**ARBEITSANWEISUNGEN**.
**a.** Gib aus dem Urteilsauszug den Abschnitt wortgetreu aus, der mit den Wörtern „3 Das Verwaltungsgericht“ beginnt und mit „die Klage abgewiesen.“ endet.
**b.** Formatiere den Teil der Datensätze, der mit der Zeile beginnt, die „every yellow-tinged head“ enthält, und mit der Zeile endet, die „[94,46,234,150]“ enthält, als Markdown-Tabelle mit den Spalten „Nummer“ und „Datensatzzeile“. Beide Endzeilen gehören dazu, Leerzeilen und Bilder lässt du in der Antwort weg.

**QUELLE**.
********************
3 Das Verwaltungsgericht hat der Klage hinsichtlich der Fragen 1, 3, 4, 6, der Frage 7 Satz 1 sowie der Fragen 8 und 9 stattgegeben; im Übrigen hat es die Klage abgewiesen.

4 Das Oberverwaltungsgericht hat das Verfahren eingestellt und das erstinstanzliche Urteil für wirkungslos erklärt, soweit die Beteiligten den Rechtsstreit hinsichtlich der Frage 1 Satz 1 und 2 für erledigt erklärt haben, sowie das erstinstanzliche Urteil geändert und die Beklagte verurteilt, Auskunft auf die Frage 4 Satz 2 Halbs. 2, Satz 3 und 4 sowie auf die Frage 7 Satz 1, Fragen 8 und 9 zu erteilen. Im Übrigen hat es die Klage abgewiesen und die weitergehende Berufung der Beklagten zurückgewiesen. Der Auskunftsanspruch bestehe nur im tenorierten Umfang auf der Grundlage des Personalaktenrechts. Die danach erforderliche Interessenabwägung zwischen dem informationellen Selbstbestimmungsrecht des betroffenen Beamten und dem Informationsinteresse der Presse falle zugunsten der Presse aus. Das disziplinarrechtliche Verwertungsverbot und die damit verbundene Pflicht zur Vernichtung der Disziplinarakten stünden dem Auskunftsanspruch nicht entgegen. Aus den disziplinarrechtlichen Tilgungsbestimmungen, die in erster Linie im Innenverhältnis des Beamten zu seinem Dienstherrn bestünden, folge unmittelbar nichts für den Auskunftsanspruch nach dem Personalaktenrecht. Durch das Auskunftsersuchen entstehe ein gegenüber dem Dienstverhältnis eigenständiges Rechtsverhältnis. Keine andere Beurteilung ergebe sich aus etwaigen weiteren Schutzwirkungen der Tilgungsbestimmungen. Angesichts der öffentlichen Berichterstattung und der Abschlussberichte der Untersuchungsausschüsse des Bundestages sei nicht erkennbar, dass die Erinnerung des Dienstherrn an das Disziplinarverfahren durch die begehrte Auskunft in maßgeblicher Weise noch reaktualisiert werden könnte. Im Übrigen bleibe die Klage ohne Erfolg. Die verbleibenden Fragen seien nicht hinreichend konkret bezeichnet, durch öffentlich zugängliche Quellen bereits beantwortet oder aufgrund ihres spekulativen Charakters wegen des vorrangigen Persönlichkeitsschutzes nicht zu beantworten.
********************
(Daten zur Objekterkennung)
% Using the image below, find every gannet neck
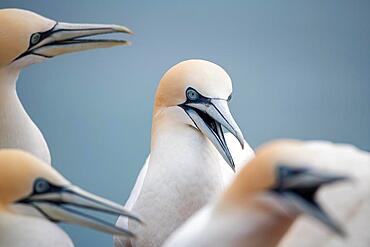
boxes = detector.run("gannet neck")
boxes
[129,107,224,247]
[0,211,73,247]
[208,194,295,247]
[0,67,51,164]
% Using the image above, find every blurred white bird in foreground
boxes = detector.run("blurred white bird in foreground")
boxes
[115,60,254,247]
[0,9,131,164]
[0,149,140,247]
[164,140,370,247]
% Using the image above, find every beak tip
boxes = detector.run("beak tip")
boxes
[115,26,134,35]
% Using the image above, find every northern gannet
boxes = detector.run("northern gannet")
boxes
[163,140,360,247]
[115,60,253,247]
[0,149,140,247]
[0,9,131,164]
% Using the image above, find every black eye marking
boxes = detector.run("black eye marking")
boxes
[186,88,199,101]
[28,22,58,50]
[32,178,65,195]
[12,22,58,62]
[33,178,50,194]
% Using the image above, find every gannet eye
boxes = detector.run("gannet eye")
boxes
[31,33,41,45]
[186,88,199,101]
[35,178,50,193]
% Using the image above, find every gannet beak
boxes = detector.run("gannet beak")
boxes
[17,179,142,238]
[15,22,132,60]
[180,99,244,171]
[274,167,348,236]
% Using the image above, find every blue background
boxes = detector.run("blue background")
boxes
[0,0,370,246]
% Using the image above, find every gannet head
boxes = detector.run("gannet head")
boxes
[154,60,244,170]
[0,149,140,237]
[224,140,348,235]
[0,9,131,69]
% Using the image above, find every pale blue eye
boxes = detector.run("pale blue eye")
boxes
[186,88,199,101]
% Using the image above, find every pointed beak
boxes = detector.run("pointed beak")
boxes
[18,186,142,238]
[180,99,244,171]
[278,170,348,236]
[15,22,132,60]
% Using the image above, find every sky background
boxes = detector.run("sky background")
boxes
[0,0,370,246]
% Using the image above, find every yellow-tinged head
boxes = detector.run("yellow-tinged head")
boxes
[155,59,232,107]
[0,9,56,68]
[0,149,70,207]
[0,9,131,69]
[221,140,347,234]
[153,59,244,169]
[0,149,141,237]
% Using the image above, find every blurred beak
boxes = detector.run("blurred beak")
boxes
[18,186,142,238]
[278,170,348,236]
[15,22,132,60]
[180,99,244,171]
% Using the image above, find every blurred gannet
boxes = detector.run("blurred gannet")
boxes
[115,60,253,247]
[0,149,140,247]
[164,140,360,247]
[0,9,131,164]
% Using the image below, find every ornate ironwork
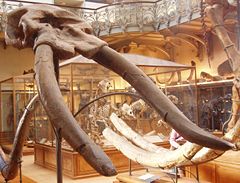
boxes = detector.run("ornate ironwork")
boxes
[0,0,201,36]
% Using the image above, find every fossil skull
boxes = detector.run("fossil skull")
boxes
[2,5,234,180]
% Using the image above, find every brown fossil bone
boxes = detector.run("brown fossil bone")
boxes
[103,0,240,168]
[0,95,39,181]
[6,5,116,176]
[6,5,234,179]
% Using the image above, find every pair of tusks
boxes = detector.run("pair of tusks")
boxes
[0,44,235,180]
[102,113,240,169]
[32,44,234,175]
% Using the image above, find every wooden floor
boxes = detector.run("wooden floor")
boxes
[0,175,37,183]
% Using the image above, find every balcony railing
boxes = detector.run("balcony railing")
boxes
[0,0,201,36]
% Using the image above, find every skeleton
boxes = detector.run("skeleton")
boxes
[0,2,237,180]
[103,1,240,168]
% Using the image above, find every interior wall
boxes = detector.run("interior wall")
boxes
[0,30,234,81]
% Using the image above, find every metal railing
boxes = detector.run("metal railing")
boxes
[0,0,201,36]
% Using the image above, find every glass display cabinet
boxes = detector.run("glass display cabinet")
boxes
[0,78,14,144]
[198,80,233,131]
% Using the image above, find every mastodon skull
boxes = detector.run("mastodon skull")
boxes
[6,5,106,59]
[6,5,235,179]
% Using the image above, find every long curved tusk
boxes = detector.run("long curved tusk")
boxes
[110,113,169,153]
[35,44,116,176]
[102,127,199,169]
[0,95,38,180]
[109,113,202,168]
[94,46,234,150]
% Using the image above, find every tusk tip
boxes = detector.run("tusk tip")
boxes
[102,164,117,176]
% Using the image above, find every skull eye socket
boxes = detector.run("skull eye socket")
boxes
[40,15,63,30]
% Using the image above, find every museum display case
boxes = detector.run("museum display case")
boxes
[198,80,233,131]
[0,78,14,144]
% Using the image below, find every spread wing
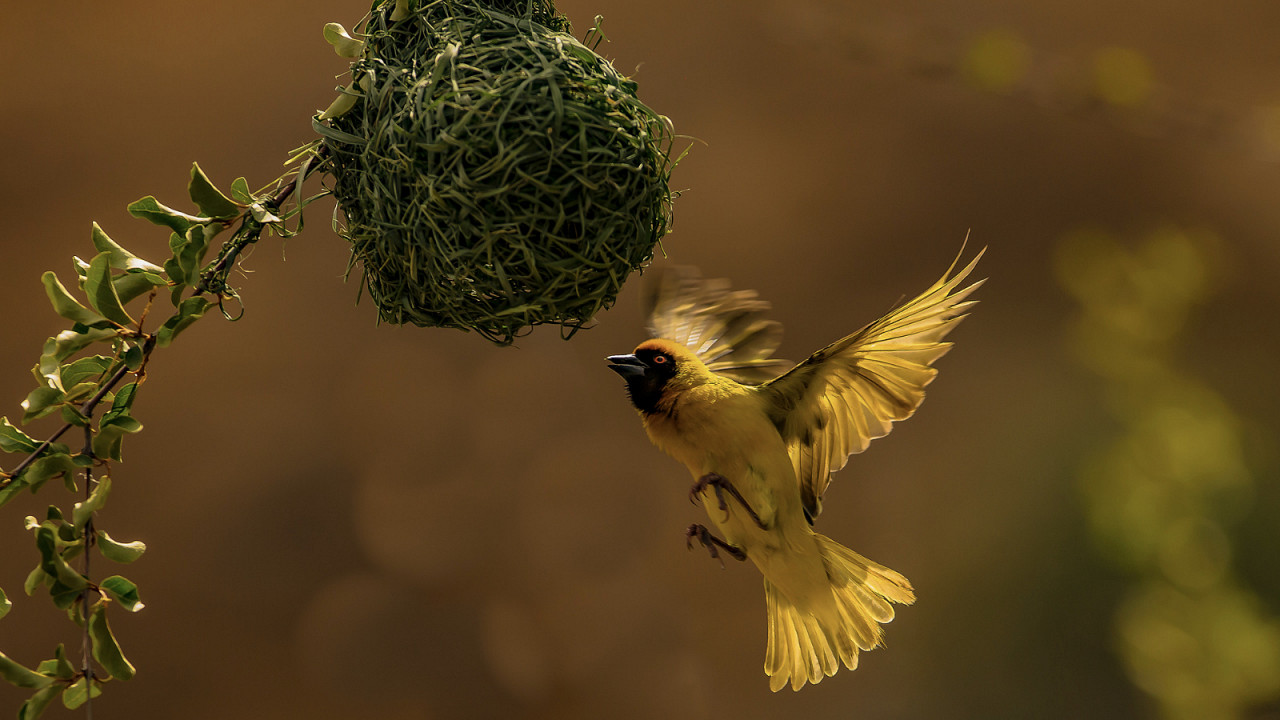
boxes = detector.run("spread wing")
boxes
[762,249,986,519]
[648,266,791,384]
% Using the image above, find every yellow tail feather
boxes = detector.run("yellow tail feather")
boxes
[764,533,915,692]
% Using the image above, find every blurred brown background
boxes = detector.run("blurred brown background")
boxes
[0,0,1280,719]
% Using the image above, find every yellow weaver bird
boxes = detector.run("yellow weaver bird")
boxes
[608,250,986,692]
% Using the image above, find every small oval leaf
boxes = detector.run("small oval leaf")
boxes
[97,530,147,564]
[88,603,137,680]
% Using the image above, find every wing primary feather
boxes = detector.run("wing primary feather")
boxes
[760,244,986,518]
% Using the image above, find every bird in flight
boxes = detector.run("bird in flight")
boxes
[608,250,986,692]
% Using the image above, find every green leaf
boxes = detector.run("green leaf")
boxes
[111,268,169,302]
[72,475,111,530]
[59,355,115,387]
[102,383,141,429]
[22,452,79,491]
[317,87,361,122]
[232,178,256,205]
[32,348,67,389]
[128,195,209,234]
[61,382,101,404]
[63,678,102,710]
[156,297,210,347]
[0,652,54,688]
[88,603,137,680]
[36,643,76,680]
[36,525,88,589]
[175,225,218,281]
[187,163,239,218]
[41,328,115,363]
[61,405,88,428]
[40,270,110,327]
[22,387,63,423]
[22,565,52,597]
[72,475,111,530]
[0,418,40,452]
[0,478,27,507]
[99,575,143,612]
[248,202,284,225]
[124,345,146,373]
[18,684,63,720]
[97,530,147,564]
[84,252,134,327]
[92,223,160,273]
[93,415,142,460]
[324,23,365,58]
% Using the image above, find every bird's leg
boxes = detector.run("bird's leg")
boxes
[685,523,746,568]
[689,473,768,530]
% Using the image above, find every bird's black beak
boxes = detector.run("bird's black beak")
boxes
[605,355,648,380]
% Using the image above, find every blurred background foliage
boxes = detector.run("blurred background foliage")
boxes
[0,0,1280,719]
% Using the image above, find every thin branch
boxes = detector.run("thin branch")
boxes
[81,420,96,720]
[0,358,135,481]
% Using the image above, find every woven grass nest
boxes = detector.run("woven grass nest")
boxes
[316,0,675,343]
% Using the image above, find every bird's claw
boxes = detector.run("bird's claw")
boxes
[689,473,768,530]
[685,523,746,569]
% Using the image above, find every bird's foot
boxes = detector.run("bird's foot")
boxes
[689,473,768,530]
[685,523,746,568]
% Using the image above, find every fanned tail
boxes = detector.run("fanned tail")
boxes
[764,533,915,692]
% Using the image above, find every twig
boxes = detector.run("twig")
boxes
[0,356,135,481]
[81,420,95,720]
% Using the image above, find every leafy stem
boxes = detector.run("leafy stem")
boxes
[0,152,328,720]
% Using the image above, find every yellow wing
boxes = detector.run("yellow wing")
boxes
[760,249,986,519]
[648,266,791,384]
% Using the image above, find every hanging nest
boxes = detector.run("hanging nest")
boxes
[316,0,675,345]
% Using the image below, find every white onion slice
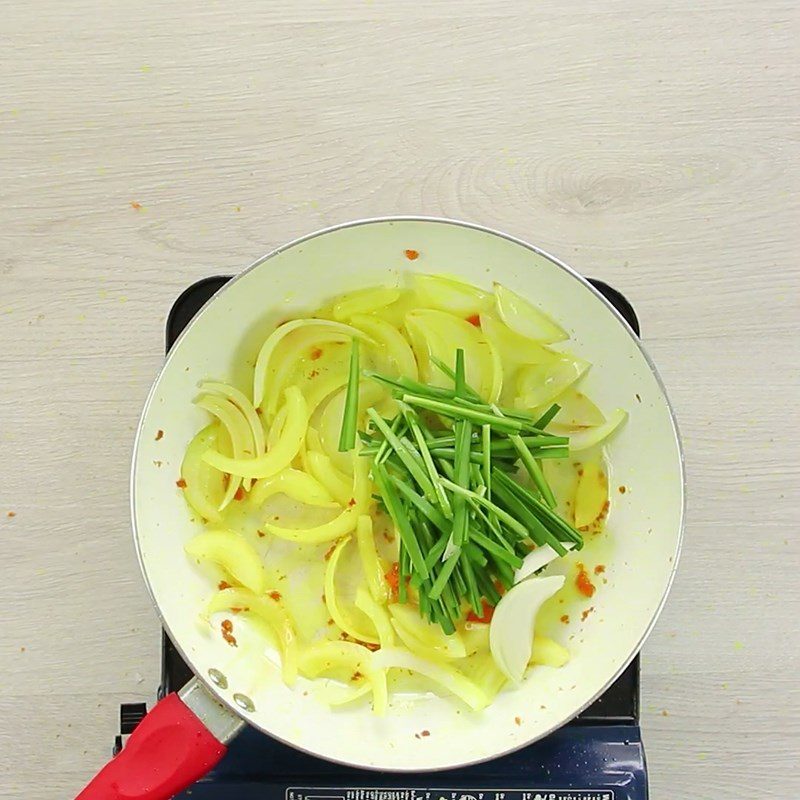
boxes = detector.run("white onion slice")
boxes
[489,575,564,683]
[514,542,575,584]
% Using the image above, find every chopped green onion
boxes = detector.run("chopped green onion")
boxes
[510,436,556,508]
[339,339,359,452]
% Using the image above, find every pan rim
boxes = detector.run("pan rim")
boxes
[130,215,686,774]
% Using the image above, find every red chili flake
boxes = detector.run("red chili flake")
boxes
[575,564,594,597]
[385,561,400,597]
[220,619,238,647]
[467,600,494,624]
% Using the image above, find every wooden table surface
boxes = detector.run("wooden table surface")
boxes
[0,0,800,800]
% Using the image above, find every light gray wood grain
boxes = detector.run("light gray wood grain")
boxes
[0,0,800,800]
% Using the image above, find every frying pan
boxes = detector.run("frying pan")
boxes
[79,217,684,800]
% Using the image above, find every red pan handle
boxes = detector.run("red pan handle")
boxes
[76,694,228,800]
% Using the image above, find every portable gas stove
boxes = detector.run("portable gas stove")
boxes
[114,276,648,800]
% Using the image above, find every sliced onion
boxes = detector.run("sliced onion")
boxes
[406,309,503,403]
[372,647,489,711]
[356,586,394,647]
[262,450,372,544]
[267,403,290,451]
[194,394,250,511]
[412,273,492,317]
[575,459,608,530]
[514,356,590,410]
[350,314,418,380]
[514,542,575,583]
[200,381,266,456]
[300,642,388,714]
[494,283,569,343]
[206,587,298,686]
[569,408,628,453]
[184,528,267,594]
[203,386,308,478]
[489,575,564,683]
[248,467,339,508]
[552,386,606,429]
[356,514,389,606]
[181,422,226,522]
[325,536,380,644]
[388,603,467,659]
[458,648,508,703]
[481,314,560,364]
[253,319,372,408]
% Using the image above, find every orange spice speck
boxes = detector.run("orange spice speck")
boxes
[575,564,594,597]
[467,600,494,625]
[220,619,238,647]
[385,561,400,597]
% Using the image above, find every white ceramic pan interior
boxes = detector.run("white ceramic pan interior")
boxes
[132,219,684,770]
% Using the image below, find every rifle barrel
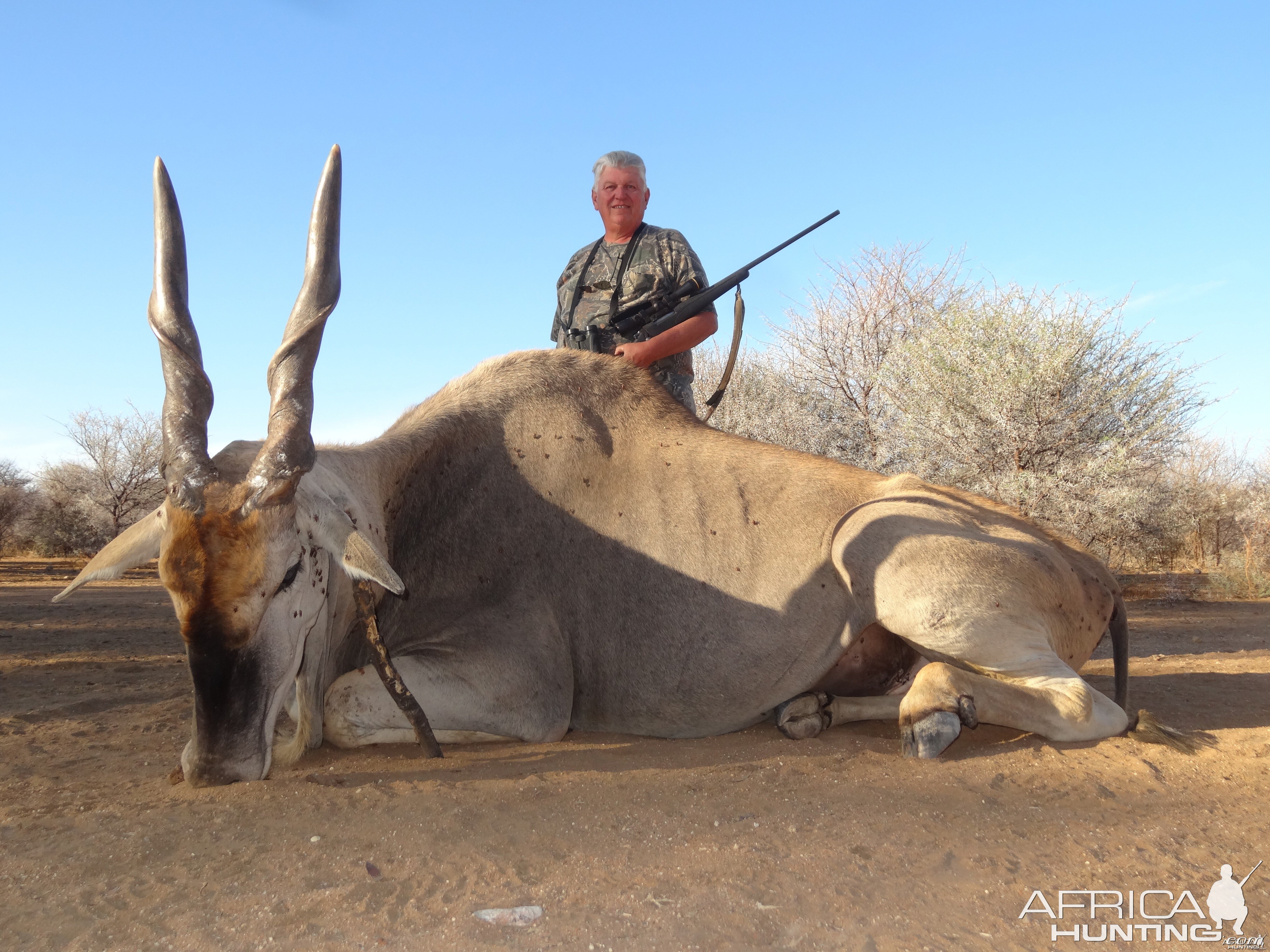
********************
**LÖSUNGEN**.
**a.**
3 Das Verwaltungsgericht hat der Klage hinsichtlich der Fragen 1, 3, 4, 6, der Frage 7 Satz 1 sowie der Fragen 8 und 9 stattgegeben; im Übrigen hat es die Klage abgewiesen.

**b.**
| Nummer | Datensatzzeile |
|---|---|
| 1 | % Using the image above, find every yellow-tinged head |
| 2 | boxes = detector.run("yellow-tinged head") |
| 3 | boxes |
| 4 | [155,59,232,107] |
| 5 | [0,9,56,68] |
| 6 | [0,149,70,207] |
| 7 | [0,9,131,69] |
| 8 | [221,140,347,234] |
| 9 | [153,59,244,169] |
| 10 | [0,149,141,237] |
| 11 | % Using the image above, find every blurred beak |
| 12 | boxes = detector.run("blurred beak") |
| 13 | boxes |
| 14 | [18,186,142,238] |
| 15 | [278,170,348,236] |
| 16 | [15,22,132,60] |
| 17 | [180,99,244,171] |
| 18 | % Using the image above, find every blurred gannet |
| 19 | boxes = detector.run("blurred gannet") |
| 20 | boxes |
| 21 | [115,60,253,247] |
| 22 | [0,149,140,247] |
| 23 | [164,140,360,247] |
| 24 | [0,9,131,164] |
| 25 | % Using the image below, find every ornate ironwork |
| 26 | boxes = detector.run("ornate ironwork") |
| 27 | boxes |
| 28 | [0,0,201,36] |
| 29 | % Using the image above, find every fossil skull |
| 30 | boxes = detector.run("fossil skull") |
| 31 | boxes |
| 32 | [2,5,234,180] |
| 33 | % Using the image above, find every brown fossil bone |
| 34 | boxes = detector.run("brown fossil bone") |
| 35 | boxes |
| 36 | [103,0,240,168] |
| 37 | [0,95,39,181] |
| 38 | [6,5,116,176] |
| 39 | [6,5,234,179] |
| 40 | % Using the image above, find every pair of tusks |
| 41 | boxes = detector.run("pair of tusks") |
| 42 | boxes |
| 43 | [0,44,235,180] |
| 44 | [102,113,240,169] |
| 45 | [32,44,234,175] |
| 46 | % Using the image above, find every wooden floor |
| 47 | boxes = detector.run("wooden floor") |
| 48 | boxes |
| 49 | [0,175,37,183] |
| 50 | % Using the image above, find every balcony railing |
| 51 | boxes = detector.run("balcony railing") |
| 52 | boxes |
| 53 | [0,0,201,36] |
| 54 | % Using the image above, find every skeleton |
| 55 | boxes = detector.run("skeleton") |
| 56 | boxes |
| 57 | [0,2,237,180] |
| 58 | [103,1,240,168] |
| 59 | % Using the image above, find every interior wall |
| 60 | boxes = detector.run("interior wall") |
| 61 | boxes |
| 62 | [0,30,234,81] |
| 63 | % Using the image above, find every metal railing |
| 64 | boxes = detector.run("metal railing") |
| 65 | boxes |
| 66 | [0,0,201,36] |
| 67 | % Using the image above, find every glass display cabinet |
| 68 | boxes = detector.run("glass display cabinet") |
| 69 | boxes |
| 70 | [0,78,14,144] |
| 71 | [198,80,233,131] |
| 72 | % Using the image above, find every mastodon skull |
| 73 | boxes = detector.run("mastodon skull") |
| 74 | boxes |
| 75 | [6,5,106,59] |
| 76 | [6,5,235,179] |
| 77 | % Using the image above, find every long curved tusk |
| 78 | boxes = detector.run("long curved tusk") |
| 79 | boxes |
| 80 | [110,113,169,153] |
| 81 | [35,44,116,176] |
| 82 | [102,127,199,169] |
| 83 | [0,95,38,180] |
| 84 | [109,113,202,168] |
| 85 | [94,46,234,150] |